▶ **Required work**
a - Write out the blog passage about Joe Benson word for word, everything from "I write the" down to "tried enforcing it.".
b - In the blog passage about Joe Benson, to whom did David Higgins, Jaco Huisman, Reudiger Kuehr and the others talk instead of the African Tech Sector importers?

▶ **Text passage**
## start
I write the blog because I  believe and have faith that David Higgins and Jaco Huisman and Reudiger Kuehr and others are, like me, agents of conscience.  They built a diagram to stop harm from happening to Africans.  They tried enforcing it.

But they never talked to the African Tech Sector importers.  They talked to African bureaucrats, and to Mike Anane, and they stumbled into a quagmire of urban land development squabbles and home generated e-scrap.

And because I believe they are, like me, agents of conscience, I think that over time they will forgive me for blogging about them and "not going away".

They are victims of BAN and Greenpeace and Mike Anane's lies.  They believed them and like a sniper took Joe Benson's head off.  And they are still telling themselves Joe brought it on himself or was somehow guilty.  But my calculation is that they have a conscience, and it will start to bother them as with time they realize they never interviewed anyone from Africa's Tech Sector, they never interviewed the importers who, like Benson, were doing this before the guidelines were written, before there was a "presumption of guilt".
## end
▶ **Provided material**
## start
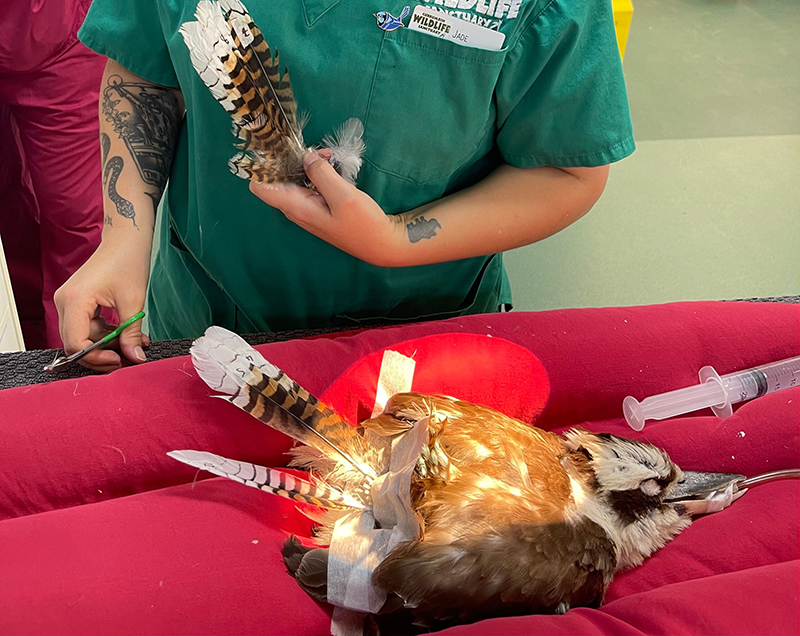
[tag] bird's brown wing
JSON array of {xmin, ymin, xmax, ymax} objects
## end
▶ **List of solutions**
a -
I write the blog because I  believe and have faith that David Higgins and Jaco Huisman and Reudiger Kuehr and others are, like me, agents of conscience.  They built a diagram to stop harm from happening to Africans.  They tried enforcing it.

b - They talked to African bureaucrats and to Mike Anane.